Point localization data:
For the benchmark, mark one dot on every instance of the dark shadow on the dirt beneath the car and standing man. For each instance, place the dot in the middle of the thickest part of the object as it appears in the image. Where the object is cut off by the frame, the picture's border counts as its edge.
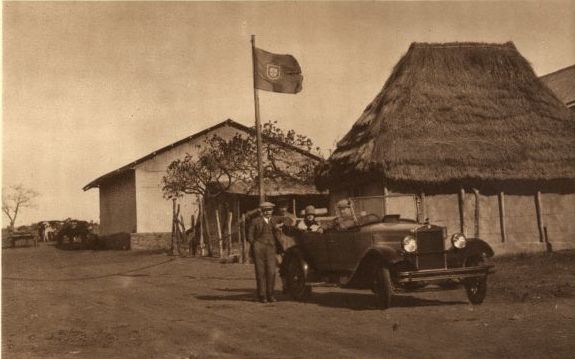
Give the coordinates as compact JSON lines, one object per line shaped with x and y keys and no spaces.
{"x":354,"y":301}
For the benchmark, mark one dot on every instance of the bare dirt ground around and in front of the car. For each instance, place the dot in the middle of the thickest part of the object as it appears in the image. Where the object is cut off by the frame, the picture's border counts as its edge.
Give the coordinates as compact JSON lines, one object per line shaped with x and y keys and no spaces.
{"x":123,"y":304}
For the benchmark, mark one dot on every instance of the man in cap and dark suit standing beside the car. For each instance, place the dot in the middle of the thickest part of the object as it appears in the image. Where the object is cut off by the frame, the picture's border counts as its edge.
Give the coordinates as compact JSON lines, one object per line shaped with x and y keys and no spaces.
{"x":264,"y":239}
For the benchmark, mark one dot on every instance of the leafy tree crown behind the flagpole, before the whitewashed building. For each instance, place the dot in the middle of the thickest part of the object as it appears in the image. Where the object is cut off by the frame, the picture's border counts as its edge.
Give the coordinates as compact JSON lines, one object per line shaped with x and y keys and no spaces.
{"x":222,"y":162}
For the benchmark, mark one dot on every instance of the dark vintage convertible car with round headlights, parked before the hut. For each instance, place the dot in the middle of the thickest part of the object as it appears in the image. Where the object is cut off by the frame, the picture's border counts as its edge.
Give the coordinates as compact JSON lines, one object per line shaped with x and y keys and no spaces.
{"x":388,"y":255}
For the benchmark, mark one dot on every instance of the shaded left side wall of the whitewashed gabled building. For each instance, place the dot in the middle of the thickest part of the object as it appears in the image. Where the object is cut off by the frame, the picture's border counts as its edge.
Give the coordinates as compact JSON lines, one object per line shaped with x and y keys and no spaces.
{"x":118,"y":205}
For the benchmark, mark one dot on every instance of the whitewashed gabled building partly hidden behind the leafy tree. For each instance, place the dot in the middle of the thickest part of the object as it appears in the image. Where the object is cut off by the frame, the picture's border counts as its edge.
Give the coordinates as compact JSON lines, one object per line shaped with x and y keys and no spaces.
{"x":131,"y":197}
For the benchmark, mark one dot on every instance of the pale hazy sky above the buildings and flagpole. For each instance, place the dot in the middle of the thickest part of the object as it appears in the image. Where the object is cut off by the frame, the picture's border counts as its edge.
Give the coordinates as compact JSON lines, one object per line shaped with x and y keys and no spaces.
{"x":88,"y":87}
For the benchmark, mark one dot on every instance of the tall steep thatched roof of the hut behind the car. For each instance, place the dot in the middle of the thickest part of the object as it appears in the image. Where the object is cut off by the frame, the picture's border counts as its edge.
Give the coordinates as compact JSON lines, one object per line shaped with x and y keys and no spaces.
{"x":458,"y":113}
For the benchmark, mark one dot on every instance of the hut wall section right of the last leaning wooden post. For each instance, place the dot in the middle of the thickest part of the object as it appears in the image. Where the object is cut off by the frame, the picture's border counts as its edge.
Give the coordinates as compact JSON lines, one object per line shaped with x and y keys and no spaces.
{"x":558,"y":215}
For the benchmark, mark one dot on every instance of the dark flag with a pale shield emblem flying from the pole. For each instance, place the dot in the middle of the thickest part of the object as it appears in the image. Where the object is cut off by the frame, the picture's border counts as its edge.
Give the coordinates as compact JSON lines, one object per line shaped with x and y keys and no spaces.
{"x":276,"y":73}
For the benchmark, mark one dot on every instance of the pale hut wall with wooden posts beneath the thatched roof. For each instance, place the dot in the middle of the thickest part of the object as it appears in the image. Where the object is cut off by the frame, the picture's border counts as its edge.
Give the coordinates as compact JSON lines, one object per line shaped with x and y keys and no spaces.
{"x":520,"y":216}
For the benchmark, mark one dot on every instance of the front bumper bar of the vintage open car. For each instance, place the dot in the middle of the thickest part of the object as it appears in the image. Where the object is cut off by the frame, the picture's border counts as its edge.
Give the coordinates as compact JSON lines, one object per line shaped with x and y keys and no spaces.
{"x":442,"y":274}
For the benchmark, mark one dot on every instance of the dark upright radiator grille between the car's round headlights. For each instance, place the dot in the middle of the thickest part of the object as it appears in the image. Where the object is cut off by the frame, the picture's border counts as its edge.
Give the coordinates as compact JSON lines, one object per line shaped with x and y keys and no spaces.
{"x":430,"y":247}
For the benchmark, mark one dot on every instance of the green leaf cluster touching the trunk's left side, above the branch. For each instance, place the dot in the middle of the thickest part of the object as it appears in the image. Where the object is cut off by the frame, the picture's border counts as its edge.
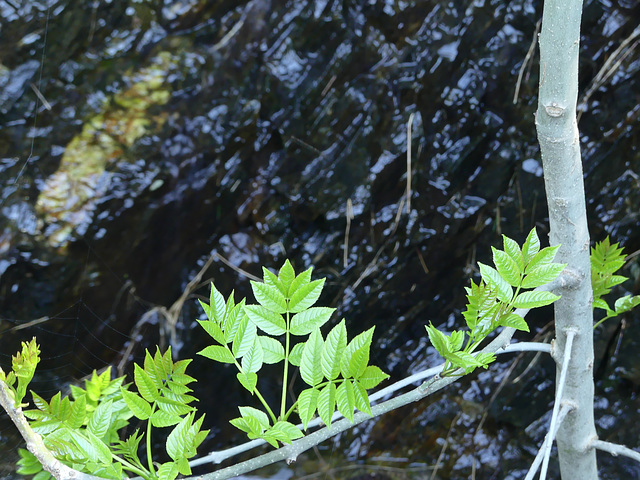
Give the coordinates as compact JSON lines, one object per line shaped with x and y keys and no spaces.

--

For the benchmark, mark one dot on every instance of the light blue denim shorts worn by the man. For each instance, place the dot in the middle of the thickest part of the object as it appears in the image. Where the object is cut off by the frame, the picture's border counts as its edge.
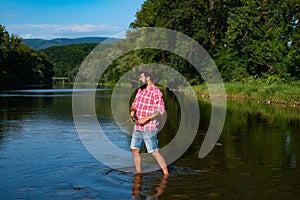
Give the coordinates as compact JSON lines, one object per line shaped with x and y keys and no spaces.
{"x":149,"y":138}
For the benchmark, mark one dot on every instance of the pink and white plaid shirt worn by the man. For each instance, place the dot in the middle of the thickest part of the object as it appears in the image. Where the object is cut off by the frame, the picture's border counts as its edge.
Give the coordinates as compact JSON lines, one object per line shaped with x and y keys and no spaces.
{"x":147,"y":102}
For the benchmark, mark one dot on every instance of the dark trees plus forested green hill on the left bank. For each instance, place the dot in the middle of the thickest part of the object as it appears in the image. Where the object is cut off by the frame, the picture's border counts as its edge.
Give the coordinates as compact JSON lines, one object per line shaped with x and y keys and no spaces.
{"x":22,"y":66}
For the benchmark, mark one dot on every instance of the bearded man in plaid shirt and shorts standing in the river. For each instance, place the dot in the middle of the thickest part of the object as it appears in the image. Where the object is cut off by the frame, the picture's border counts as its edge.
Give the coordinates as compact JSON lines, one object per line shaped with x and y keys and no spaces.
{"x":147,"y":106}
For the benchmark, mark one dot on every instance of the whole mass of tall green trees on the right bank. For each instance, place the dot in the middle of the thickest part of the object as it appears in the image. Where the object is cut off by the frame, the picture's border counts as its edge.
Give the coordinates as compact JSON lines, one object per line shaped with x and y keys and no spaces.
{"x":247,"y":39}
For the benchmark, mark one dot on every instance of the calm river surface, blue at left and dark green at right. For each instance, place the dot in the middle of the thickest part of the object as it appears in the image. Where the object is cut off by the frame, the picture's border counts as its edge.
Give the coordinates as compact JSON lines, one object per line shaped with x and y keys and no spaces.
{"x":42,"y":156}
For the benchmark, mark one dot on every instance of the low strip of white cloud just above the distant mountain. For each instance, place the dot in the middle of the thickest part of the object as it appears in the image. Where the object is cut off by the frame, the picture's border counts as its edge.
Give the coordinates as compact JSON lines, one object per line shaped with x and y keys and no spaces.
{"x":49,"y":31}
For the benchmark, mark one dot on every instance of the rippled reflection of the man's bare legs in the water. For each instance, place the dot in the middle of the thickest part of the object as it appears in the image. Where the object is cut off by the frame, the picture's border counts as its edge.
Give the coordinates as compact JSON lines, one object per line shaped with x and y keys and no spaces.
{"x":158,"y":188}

==

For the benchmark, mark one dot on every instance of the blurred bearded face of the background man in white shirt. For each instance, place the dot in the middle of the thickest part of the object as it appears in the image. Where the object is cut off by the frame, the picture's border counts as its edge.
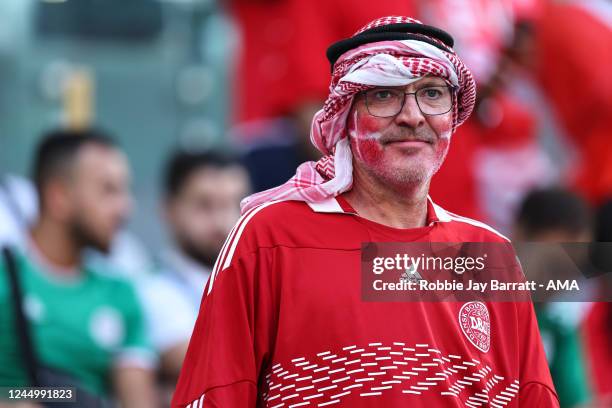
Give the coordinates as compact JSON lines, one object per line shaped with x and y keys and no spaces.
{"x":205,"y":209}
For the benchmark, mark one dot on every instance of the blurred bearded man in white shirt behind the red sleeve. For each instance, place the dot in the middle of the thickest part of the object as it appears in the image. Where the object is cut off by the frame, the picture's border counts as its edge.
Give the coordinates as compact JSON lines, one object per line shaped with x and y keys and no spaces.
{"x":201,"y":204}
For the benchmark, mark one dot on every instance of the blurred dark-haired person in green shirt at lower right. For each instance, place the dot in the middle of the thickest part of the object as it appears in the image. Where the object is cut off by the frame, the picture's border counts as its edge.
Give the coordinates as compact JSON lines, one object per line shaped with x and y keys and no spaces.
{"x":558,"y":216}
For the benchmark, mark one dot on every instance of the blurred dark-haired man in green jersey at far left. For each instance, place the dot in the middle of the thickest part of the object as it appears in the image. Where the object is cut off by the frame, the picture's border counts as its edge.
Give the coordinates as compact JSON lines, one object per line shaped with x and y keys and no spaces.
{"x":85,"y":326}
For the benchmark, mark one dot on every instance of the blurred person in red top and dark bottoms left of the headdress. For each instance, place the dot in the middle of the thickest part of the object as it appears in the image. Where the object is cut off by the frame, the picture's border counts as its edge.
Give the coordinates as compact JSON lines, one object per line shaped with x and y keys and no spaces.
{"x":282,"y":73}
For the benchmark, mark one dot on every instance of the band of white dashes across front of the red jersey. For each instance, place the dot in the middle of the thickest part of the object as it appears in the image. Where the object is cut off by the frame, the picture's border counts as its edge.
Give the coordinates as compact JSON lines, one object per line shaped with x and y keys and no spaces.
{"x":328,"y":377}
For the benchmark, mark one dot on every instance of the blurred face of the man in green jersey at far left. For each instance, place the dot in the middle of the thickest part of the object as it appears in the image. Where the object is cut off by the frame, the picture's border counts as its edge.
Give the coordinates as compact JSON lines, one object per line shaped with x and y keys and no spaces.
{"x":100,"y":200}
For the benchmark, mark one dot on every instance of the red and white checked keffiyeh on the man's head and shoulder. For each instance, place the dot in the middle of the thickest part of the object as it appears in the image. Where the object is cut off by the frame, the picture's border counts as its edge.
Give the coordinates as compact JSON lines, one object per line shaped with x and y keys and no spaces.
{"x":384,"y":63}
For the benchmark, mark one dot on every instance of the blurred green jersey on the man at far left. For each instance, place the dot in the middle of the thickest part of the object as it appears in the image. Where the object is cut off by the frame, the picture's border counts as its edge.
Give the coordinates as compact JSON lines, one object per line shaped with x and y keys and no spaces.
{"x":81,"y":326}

Exercise requirements: Copy the lines above exactly. Start with the line containing "of the front", end with the line containing "the dark upright", and include both.

Answer to this problem:
For the benchmark, mark one dot on every instance of the front bumper bar of the vintage open car. For each instance, place the dot in the middle of the thickest part of the object as it appears in the image. Where the object is cut off by the frame, the picture's border counts as its edge.
Give the coordinates as compact JSON lines, one object per line shaped with x and y keys and no spaces.
{"x":442,"y":274}
For the benchmark, mark one dot on every instance of the dark upright radiator grille between the car's round headlights. For each instance, place the dot in the middle of the thickest part of the object as it appears in the image. Where the object is cut off by the frame, the picture's border counts as its edge.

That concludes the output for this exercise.